▸ **Selected passage**:
□ □ □

As a professional journalist, I can state categorically that what I saw Thursday afternoon at the finale of the Makati standoff was a very significant perception of what could be forthcoming insofar as press freedom is concerned.

Later, the justification by DILG Secretary Rony Puno that the mediamen had mounted a sort of obstruction of justice for repeatedly failure to heed the call for them to vacate the Peninsula , sounded scary.

For that matter, I contend that the presence of journalists may have prevented a bloodbath. The assaulting force apparently were prevented from using their overwhelming force to destroy Trillanes and the few Magdalo members inside the hotel.

Besides, the mediamen were not asking for the special privilege of not getting caught in the crossfire had it taken place. They knew the risk. And simply took it as part of the game.

What caught my attention was that the mediamen, including news hens, were forced to squat their way forward instead of just getting out of the hotel lobby on their two feet. And, once outside, they were ordered gruffly to stay put in the holding center. Several were handcuffed with plastic manacles. Especially the ABS-CBN television crew.

□ □ □

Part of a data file
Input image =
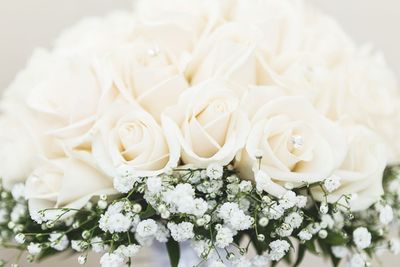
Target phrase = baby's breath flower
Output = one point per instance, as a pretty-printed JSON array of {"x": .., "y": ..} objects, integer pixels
[
  {"x": 294, "y": 219},
  {"x": 217, "y": 263},
  {"x": 224, "y": 237},
  {"x": 34, "y": 249},
  {"x": 215, "y": 171},
  {"x": 332, "y": 183},
  {"x": 111, "y": 260},
  {"x": 58, "y": 241},
  {"x": 362, "y": 237},
  {"x": 97, "y": 244},
  {"x": 20, "y": 238},
  {"x": 385, "y": 214},
  {"x": 154, "y": 184},
  {"x": 340, "y": 251},
  {"x": 147, "y": 228},
  {"x": 18, "y": 191},
  {"x": 358, "y": 260},
  {"x": 304, "y": 235},
  {"x": 127, "y": 251},
  {"x": 394, "y": 245},
  {"x": 278, "y": 249},
  {"x": 182, "y": 231}
]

□ □ □

▸ **Set exercise 1**: According to the column on the Makati standoff, how were the mediamen treated as they left the hotel and once they were outside? List each thing done to them.
▸ **Set exercise 2**: In the column on the Makati standoff, what justification did DILG Secretary Rony Puno give about the mediamen?
▸ **Set exercise 3**: Pick up the column on the Makati standoff and press freedom after its last sentence and write the next part.

▸ **Expected output 1**:
- They were forced to squat their way forward instead of walking out of the hotel lobby.
- Once outside, they were gruffly ordered to stay put in the holding center.
- Several of them, especially the ABS-CBN television crew, were handcuffed with plastic manacles.

▸ **Expected output 2**: He said the mediamen had mounted a sort of obstruction of justice by repeatedly failing to heed the call to vacate the Peninsula.

▸ **Expected output 3**:
In short, they were treated as suspects in an ongoing crime. They were not even told what the charges were to justify their being brought to Camp Bagong Diwa in Taguig.

A PNP spokesman was caught over television declaring that the only reason the mediamen were to be hauled off to Bagong Diwa was for processing. Asked further the reason for it, he just muttered – “those are the orders.”

The fact that Puno, himself, used the term obstruction of justice was reinforced further by Defense Secretary Gilbert Teodoro who lamely tried the excuses that not all members of media were known to the lawmen. Thus, the need to verify their identities.

What made the excuses ridiculous was the fact that many of mediamen there were themselves veteran police and PNP reporters. So with the TV crew.

That's why, I suspect, that the government simply wanted to send signals to mediamen that there are limits to their coverage of the news. The same government went to town with their use of media to send their messages of “hope” and “peace” sans any warning against media that they were taking sides in the controversy.

That's why it is possible that this is already part of a government policy.

And that is what makes Thursday's incidents dangerous and calls for more vigilance by mass media. Press Freedom is actually at stake here. And, as pointed out by Vergel Santos of the Philippine Press Institute, the police seemed unaware that the mediamen were at the hotel to fulfill their work. Covering an event from a close range.

The days ahead will tell whether my suspicions are correct. That may substantiate the fears that the elimination of countryside journalists may actually be implementing state policy, the same way that extra-judicial killings are believed to reflect the thinking of the state.

On a completely different story. Few local Catholics are aware that a big group of youthful pilgrims from Cebu and Dumaguete are arriving this morning in Kabankalan City where they will call on Kabankalan Bishop P. Buzon.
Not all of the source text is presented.